_Problem statement_.
Recast the lines, starting at the first one and ending at the one containing "point(245, 126)", as a two-column CSV with the headers instruction and output. Each row should hold one text and its answer, each in a single quoted field with line breaks replaced by spaces.

_Exercise material_.

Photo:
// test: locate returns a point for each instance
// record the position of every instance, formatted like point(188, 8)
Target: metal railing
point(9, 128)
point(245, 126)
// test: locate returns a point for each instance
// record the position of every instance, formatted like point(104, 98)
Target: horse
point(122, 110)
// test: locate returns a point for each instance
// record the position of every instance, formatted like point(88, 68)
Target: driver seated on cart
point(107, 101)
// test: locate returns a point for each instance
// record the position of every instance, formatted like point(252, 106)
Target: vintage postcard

_Full response_.
instruction,output
"Photo: // test: locate returns a point for each instance // record the position of every instance, formatted like point(188, 8) Target: metal railing","point(9, 128) point(245, 126)"